Assigned task: For this exercise, write each entry below out precisely and omit the pictures.

- Opening Delimiter -

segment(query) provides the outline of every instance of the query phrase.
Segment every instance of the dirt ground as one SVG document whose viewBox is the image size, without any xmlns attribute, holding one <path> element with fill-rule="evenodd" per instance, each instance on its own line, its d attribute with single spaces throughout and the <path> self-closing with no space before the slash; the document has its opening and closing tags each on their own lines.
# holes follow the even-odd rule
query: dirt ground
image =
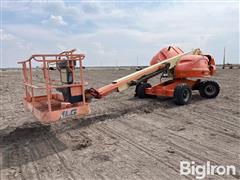
<svg viewBox="0 0 240 180">
<path fill-rule="evenodd" d="M 85 79 L 101 87 L 131 72 L 85 70 Z M 132 87 L 93 100 L 86 117 L 43 126 L 24 112 L 21 72 L 1 72 L 0 177 L 175 180 L 194 179 L 180 176 L 181 160 L 239 167 L 239 76 L 219 69 L 216 99 L 194 92 L 191 104 L 176 106 L 169 98 L 137 99 Z"/>
</svg>

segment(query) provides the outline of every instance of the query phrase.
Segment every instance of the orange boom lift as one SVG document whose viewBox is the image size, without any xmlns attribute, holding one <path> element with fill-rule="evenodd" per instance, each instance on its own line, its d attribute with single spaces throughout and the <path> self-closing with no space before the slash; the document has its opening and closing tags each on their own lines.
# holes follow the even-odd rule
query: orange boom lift
<svg viewBox="0 0 240 180">
<path fill-rule="evenodd" d="M 135 96 L 139 98 L 173 97 L 178 105 L 190 103 L 192 90 L 198 90 L 200 95 L 205 98 L 214 98 L 220 91 L 219 85 L 215 81 L 200 79 L 211 77 L 216 71 L 213 57 L 202 54 L 200 49 L 184 53 L 178 47 L 163 48 L 152 58 L 149 67 L 117 79 L 99 89 L 86 90 L 82 65 L 85 55 L 74 54 L 74 51 L 32 55 L 28 60 L 19 62 L 23 66 L 24 106 L 42 123 L 55 122 L 69 116 L 86 115 L 90 113 L 89 100 L 91 98 L 100 99 L 111 92 L 120 92 L 130 86 L 136 86 Z M 42 63 L 44 75 L 44 85 L 42 86 L 35 85 L 33 82 L 32 61 Z M 56 65 L 60 74 L 59 81 L 51 78 L 50 64 Z M 75 76 L 77 68 L 80 71 L 79 80 Z M 169 77 L 170 80 L 151 86 L 148 80 L 159 74 Z M 35 95 L 36 89 L 43 89 L 44 95 Z M 54 90 L 55 92 L 53 92 Z"/>
</svg>

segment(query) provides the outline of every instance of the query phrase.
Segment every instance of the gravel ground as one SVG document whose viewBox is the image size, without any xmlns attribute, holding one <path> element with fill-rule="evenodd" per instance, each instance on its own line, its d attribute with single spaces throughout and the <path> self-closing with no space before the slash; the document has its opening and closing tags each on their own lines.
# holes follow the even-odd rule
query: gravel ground
<svg viewBox="0 0 240 180">
<path fill-rule="evenodd" d="M 85 79 L 101 87 L 131 72 L 87 69 Z M 218 70 L 216 99 L 194 92 L 191 104 L 176 106 L 137 99 L 132 87 L 93 100 L 88 116 L 44 126 L 24 112 L 21 71 L 1 72 L 1 179 L 195 179 L 180 176 L 181 160 L 239 167 L 239 75 Z"/>
</svg>

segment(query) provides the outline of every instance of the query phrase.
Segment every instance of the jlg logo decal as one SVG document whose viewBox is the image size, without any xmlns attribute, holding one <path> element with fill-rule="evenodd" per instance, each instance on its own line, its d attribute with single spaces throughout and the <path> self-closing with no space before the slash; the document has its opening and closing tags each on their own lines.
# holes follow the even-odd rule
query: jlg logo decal
<svg viewBox="0 0 240 180">
<path fill-rule="evenodd" d="M 69 117 L 69 116 L 74 116 L 77 114 L 77 109 L 70 109 L 70 110 L 65 110 L 62 112 L 60 119 Z"/>
</svg>

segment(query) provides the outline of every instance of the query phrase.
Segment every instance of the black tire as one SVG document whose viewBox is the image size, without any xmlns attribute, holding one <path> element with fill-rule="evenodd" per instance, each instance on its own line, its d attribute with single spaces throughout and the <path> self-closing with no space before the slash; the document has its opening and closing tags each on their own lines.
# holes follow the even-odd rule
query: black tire
<svg viewBox="0 0 240 180">
<path fill-rule="evenodd" d="M 205 98 L 215 98 L 220 92 L 220 87 L 215 81 L 202 81 L 199 84 L 199 93 Z"/>
<path fill-rule="evenodd" d="M 174 90 L 174 100 L 177 105 L 185 105 L 192 100 L 192 90 L 186 84 L 179 84 Z"/>
<path fill-rule="evenodd" d="M 138 84 L 135 90 L 136 96 L 139 97 L 140 99 L 149 97 L 149 95 L 145 93 L 145 89 L 150 87 L 152 87 L 151 84 L 147 82 Z"/>
</svg>

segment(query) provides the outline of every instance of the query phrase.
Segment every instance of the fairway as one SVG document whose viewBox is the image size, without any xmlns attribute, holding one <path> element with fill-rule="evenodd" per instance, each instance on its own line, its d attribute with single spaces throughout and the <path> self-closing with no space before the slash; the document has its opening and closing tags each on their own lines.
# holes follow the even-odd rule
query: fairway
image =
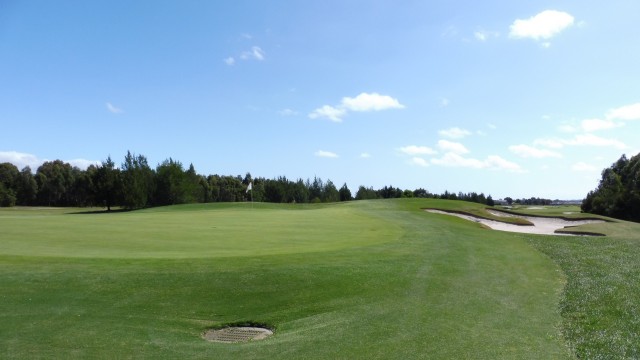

- Closing Delimiter -

Response:
segment(query) provides the outline of every instance of the query phrase.
Segment every instance of the dirt ground as one SVG document whose viewBox is the image size, without any xmlns attribute, holding one <path> element with fill-rule="evenodd" per instance, each instance on its own line, its d attribute with single spaces throughout and the <path> self-closing with no space before the slash; the document has its opening and closing tags each on their own lines.
# holes follow the even-odd rule
query: dirt ground
image =
<svg viewBox="0 0 240 180">
<path fill-rule="evenodd" d="M 85 79 L 101 87 L 131 72 L 85 70 Z M 132 87 L 93 100 L 86 117 L 43 126 L 24 112 L 21 72 L 1 72 L 0 177 L 175 180 L 194 179 L 180 176 L 181 160 L 239 167 L 239 76 L 219 69 L 216 99 L 194 92 L 191 104 L 176 106 L 169 98 L 137 99 Z"/>
</svg>

segment(query) provides the outline of every instance of the query phrase.
Segment every instance of the orange boom lift as one SVG document whose viewBox is the image size, without any xmlns attribute, holding one <path> element with fill-rule="evenodd" per instance, each instance on its own line, its d attribute with single spaces throughout and the <path> self-closing with no space before the slash; the document has its opening and closing tags each on their own lines.
# holes follow the even-odd rule
query: orange boom lift
<svg viewBox="0 0 240 180">
<path fill-rule="evenodd" d="M 135 96 L 139 98 L 173 97 L 178 105 L 190 103 L 192 90 L 198 90 L 200 95 L 205 98 L 214 98 L 220 91 L 219 85 L 215 81 L 200 79 L 211 77 L 216 71 L 213 57 L 202 54 L 200 49 L 184 53 L 178 47 L 163 48 L 152 58 L 149 67 L 117 79 L 99 89 L 86 90 L 82 65 L 85 55 L 74 54 L 74 51 L 32 55 L 28 60 L 19 62 L 23 66 L 24 106 L 42 123 L 55 122 L 69 116 L 86 115 L 90 113 L 89 100 L 91 98 L 100 99 L 111 92 L 120 92 L 130 86 L 136 86 Z M 42 63 L 44 75 L 44 85 L 42 86 L 35 85 L 33 82 L 32 61 Z M 56 65 L 60 74 L 59 81 L 51 78 L 50 64 Z M 75 76 L 77 68 L 80 71 L 79 80 Z M 169 77 L 170 80 L 151 86 L 148 80 L 159 74 Z M 35 95 L 36 89 L 43 89 L 44 95 Z M 54 90 L 55 92 L 53 92 Z"/>
</svg>

segment(query) provides the outline of every instance of the query phrase.
Segment every instance of the gravel ground as one SVG document whose viewBox is the image size, without any xmlns attribute, holding one <path> element with fill-rule="evenodd" per instance, each instance on its own line, its d attribute with single spaces throughout and the <path> self-closing with no space before the slash; the document has its opening and closing tags each on their own lines.
# holes follow the even-odd rule
query: gravel ground
<svg viewBox="0 0 240 180">
<path fill-rule="evenodd" d="M 85 79 L 101 87 L 131 72 L 87 69 Z M 218 70 L 216 99 L 194 92 L 191 104 L 176 106 L 137 99 L 132 87 L 93 100 L 88 116 L 44 126 L 24 112 L 21 71 L 1 72 L 1 179 L 195 179 L 180 176 L 181 160 L 239 167 L 239 75 Z"/>
</svg>

segment(query) provides the outline of every instance of the query phrase.
Segment every instance of the jlg logo decal as one SVG document whose viewBox is the image size, without any xmlns attribute, holding one <path> element with fill-rule="evenodd" per instance, each instance on its own line, its d attribute with single spaces throughout and the <path> self-closing with no space before the slash; the document has its opening and closing tags each on their own lines.
# holes follow the even-odd rule
query: jlg logo decal
<svg viewBox="0 0 240 180">
<path fill-rule="evenodd" d="M 69 117 L 69 116 L 74 116 L 77 114 L 77 109 L 70 109 L 70 110 L 65 110 L 62 112 L 60 119 Z"/>
</svg>

segment(query) provides the outline of every instance of the query phrase.
Segment every instance of the black tire as one SVG document whose viewBox is the image size, without any xmlns attribute, holding one <path> element with fill-rule="evenodd" per instance, each instance on its own line, its d attribute with single spaces throughout and the <path> self-closing with no space before the slash; the document has its opening and closing tags each on their own lines.
# holes follow the even-odd rule
query: black tire
<svg viewBox="0 0 240 180">
<path fill-rule="evenodd" d="M 205 98 L 215 98 L 220 92 L 220 87 L 215 81 L 202 81 L 199 84 L 199 93 Z"/>
<path fill-rule="evenodd" d="M 174 90 L 174 100 L 177 105 L 185 105 L 192 100 L 192 90 L 186 84 L 179 84 Z"/>
<path fill-rule="evenodd" d="M 138 84 L 135 90 L 136 96 L 139 97 L 140 99 L 149 97 L 149 95 L 145 93 L 145 89 L 150 87 L 152 87 L 151 84 L 147 82 Z"/>
</svg>

segment(query) provides the outline of every instance of the query phrase.
Segment every instance of the fairway as one SVG document whose viewBox is the image size, without any xmlns attribute, holding one <path> element with fill-rule="evenodd" per instance, each instance on its own line, its d attribute with single spaces throughout and the <path> self-closing with no space before the slash; the document has its opening and closing tags each on their own lines.
# holes follow the even-odd rule
query: fairway
image =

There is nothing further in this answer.